BEGIN Entries supplied

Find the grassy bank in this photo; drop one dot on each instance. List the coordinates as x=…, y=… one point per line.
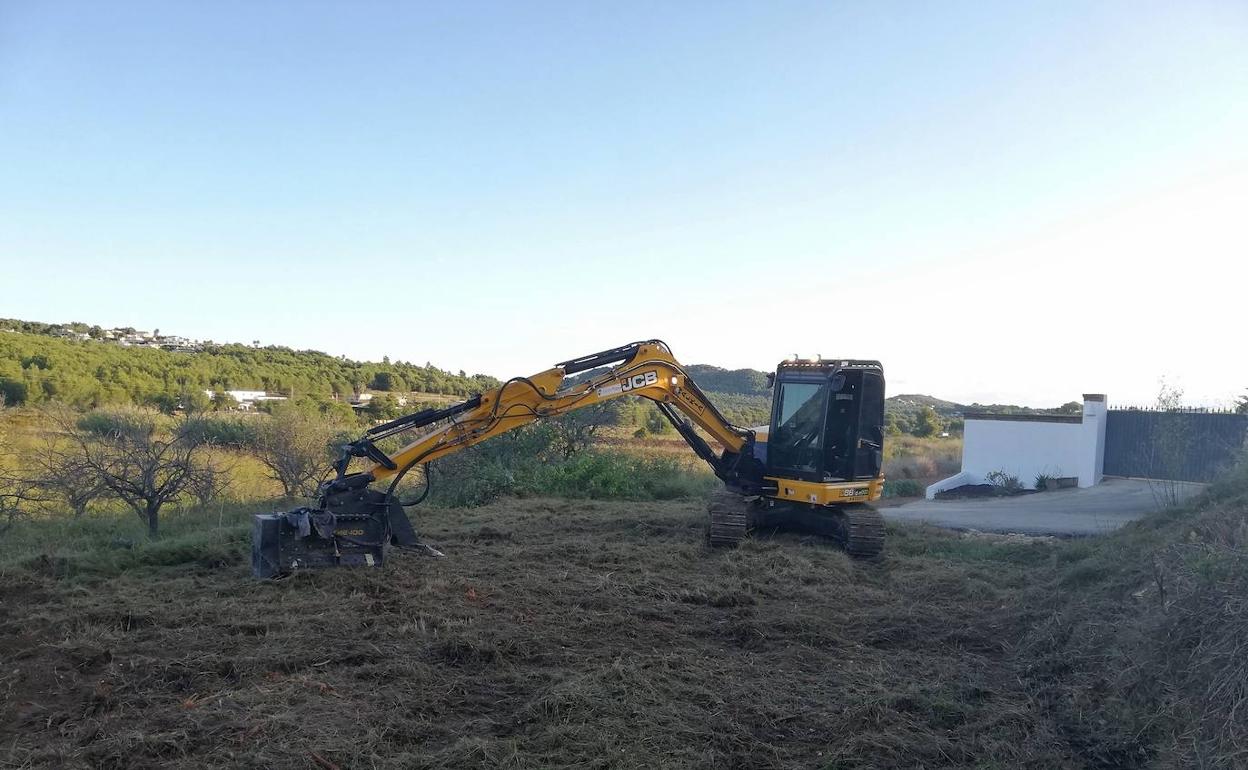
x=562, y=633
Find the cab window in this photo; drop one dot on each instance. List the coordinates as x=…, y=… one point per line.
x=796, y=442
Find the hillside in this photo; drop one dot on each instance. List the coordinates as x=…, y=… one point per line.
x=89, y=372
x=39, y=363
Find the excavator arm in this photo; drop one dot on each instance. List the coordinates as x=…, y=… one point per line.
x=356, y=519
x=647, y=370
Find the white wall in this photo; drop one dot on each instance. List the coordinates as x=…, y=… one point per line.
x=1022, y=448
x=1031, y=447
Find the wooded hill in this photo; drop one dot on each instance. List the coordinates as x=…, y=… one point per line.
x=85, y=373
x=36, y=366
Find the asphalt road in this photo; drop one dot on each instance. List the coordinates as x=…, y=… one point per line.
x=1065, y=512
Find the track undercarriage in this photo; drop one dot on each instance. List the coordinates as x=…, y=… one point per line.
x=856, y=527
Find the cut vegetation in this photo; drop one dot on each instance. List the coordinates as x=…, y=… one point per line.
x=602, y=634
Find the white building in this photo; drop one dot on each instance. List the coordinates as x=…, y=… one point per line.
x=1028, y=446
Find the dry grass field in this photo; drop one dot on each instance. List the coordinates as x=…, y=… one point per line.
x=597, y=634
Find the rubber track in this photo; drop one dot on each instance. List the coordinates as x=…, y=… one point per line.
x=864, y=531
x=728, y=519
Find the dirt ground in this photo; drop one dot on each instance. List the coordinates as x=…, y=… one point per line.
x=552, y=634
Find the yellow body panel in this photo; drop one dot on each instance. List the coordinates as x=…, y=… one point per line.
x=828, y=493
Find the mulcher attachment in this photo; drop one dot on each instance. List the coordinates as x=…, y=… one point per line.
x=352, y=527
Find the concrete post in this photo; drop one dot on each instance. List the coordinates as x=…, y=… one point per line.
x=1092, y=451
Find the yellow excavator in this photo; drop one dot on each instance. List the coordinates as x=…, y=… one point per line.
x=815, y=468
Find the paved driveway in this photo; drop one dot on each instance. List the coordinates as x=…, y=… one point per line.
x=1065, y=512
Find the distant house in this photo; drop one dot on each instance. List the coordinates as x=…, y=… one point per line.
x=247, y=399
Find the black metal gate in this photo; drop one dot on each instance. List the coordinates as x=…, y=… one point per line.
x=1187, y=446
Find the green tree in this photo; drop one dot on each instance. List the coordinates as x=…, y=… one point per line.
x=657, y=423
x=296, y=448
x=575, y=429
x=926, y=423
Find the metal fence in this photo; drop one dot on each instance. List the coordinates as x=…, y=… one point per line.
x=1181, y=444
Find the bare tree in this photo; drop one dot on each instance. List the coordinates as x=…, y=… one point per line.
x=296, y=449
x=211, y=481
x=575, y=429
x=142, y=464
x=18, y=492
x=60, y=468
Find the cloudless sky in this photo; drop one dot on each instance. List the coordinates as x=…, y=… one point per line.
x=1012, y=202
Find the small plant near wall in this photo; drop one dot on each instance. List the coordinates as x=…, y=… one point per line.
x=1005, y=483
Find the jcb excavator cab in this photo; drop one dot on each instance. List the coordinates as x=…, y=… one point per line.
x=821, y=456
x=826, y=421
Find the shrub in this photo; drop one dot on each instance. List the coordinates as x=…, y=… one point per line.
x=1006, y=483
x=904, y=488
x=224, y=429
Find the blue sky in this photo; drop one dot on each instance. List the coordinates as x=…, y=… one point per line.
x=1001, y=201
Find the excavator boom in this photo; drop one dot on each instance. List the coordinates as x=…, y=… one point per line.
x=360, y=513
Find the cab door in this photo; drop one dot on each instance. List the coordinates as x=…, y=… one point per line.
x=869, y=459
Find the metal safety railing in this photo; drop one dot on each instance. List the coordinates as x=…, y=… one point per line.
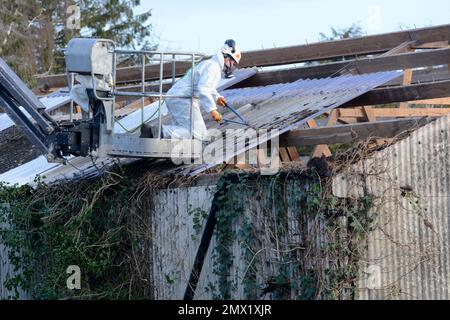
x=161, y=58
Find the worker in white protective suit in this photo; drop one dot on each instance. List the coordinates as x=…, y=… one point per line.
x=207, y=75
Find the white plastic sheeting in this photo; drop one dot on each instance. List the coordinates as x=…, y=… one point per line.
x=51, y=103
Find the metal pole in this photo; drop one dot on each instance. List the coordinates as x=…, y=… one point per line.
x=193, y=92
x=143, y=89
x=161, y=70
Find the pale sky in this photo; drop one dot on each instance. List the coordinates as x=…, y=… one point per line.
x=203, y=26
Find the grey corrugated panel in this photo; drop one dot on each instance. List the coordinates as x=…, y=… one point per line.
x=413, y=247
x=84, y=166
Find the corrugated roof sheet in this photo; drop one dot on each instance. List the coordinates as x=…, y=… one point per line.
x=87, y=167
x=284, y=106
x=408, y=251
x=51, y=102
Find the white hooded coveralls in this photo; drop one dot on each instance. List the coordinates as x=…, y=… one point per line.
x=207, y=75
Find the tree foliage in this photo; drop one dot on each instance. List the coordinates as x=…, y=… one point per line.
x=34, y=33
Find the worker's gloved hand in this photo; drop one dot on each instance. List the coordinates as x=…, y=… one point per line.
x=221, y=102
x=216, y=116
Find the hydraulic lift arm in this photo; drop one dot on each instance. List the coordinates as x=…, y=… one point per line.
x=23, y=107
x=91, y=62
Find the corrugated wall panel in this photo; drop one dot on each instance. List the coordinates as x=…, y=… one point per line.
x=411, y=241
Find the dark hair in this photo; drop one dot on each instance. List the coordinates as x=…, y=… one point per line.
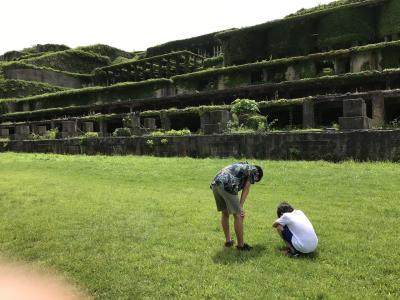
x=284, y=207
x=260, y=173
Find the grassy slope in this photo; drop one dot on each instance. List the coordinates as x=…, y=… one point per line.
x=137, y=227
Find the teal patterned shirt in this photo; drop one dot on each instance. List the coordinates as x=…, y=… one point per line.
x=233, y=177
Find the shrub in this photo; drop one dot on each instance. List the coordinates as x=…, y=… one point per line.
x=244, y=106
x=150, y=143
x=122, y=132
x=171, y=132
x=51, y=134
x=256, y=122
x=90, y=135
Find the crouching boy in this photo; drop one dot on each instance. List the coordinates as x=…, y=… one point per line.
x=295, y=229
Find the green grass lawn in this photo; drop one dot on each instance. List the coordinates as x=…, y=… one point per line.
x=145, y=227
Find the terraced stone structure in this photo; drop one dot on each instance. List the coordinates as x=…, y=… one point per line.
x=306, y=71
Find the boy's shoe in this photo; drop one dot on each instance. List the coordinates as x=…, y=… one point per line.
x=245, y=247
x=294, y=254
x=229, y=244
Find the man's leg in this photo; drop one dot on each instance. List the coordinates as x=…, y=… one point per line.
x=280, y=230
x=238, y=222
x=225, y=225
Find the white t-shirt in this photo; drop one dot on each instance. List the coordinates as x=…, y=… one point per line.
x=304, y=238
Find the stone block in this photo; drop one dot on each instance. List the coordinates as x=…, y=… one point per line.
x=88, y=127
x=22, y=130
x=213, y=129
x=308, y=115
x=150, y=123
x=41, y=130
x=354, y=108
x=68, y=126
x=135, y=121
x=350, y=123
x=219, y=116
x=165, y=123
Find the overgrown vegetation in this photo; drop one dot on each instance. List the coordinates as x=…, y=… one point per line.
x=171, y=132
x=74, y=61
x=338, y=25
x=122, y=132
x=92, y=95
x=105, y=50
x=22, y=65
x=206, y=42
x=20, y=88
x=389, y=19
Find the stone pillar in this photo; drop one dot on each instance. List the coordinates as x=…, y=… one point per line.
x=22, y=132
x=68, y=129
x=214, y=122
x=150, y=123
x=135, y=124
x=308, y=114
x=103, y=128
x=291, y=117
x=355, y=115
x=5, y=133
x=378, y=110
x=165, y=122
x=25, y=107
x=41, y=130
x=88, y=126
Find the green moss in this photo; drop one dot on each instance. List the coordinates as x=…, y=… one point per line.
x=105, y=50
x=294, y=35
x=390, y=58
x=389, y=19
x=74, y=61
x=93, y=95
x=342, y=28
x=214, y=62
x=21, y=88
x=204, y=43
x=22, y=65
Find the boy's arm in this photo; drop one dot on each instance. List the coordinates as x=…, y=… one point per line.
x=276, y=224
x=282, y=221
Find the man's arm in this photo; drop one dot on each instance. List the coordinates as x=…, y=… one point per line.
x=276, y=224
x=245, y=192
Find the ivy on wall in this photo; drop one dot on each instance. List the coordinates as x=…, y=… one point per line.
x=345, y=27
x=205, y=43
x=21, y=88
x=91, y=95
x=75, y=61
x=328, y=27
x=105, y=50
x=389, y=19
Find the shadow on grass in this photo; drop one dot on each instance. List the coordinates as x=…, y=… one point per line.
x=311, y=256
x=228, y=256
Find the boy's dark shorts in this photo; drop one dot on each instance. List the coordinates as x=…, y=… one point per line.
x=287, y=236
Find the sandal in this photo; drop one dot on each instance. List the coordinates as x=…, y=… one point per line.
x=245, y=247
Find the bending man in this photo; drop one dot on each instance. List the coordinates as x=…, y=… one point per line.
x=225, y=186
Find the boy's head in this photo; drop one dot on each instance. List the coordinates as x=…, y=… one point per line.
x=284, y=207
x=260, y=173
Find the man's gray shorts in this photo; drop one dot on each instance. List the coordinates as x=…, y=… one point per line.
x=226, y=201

END Entries supplied

## [What needs to be done]
The lines wanted are those from the one with "Find the man's gray" through the last line of the records, repeated exactly and with both ends included.

## [Answer area]
Find the man's gray shorts in this photo; drop one dot on each instance. List the coordinates as x=…, y=… one point per line.
x=226, y=201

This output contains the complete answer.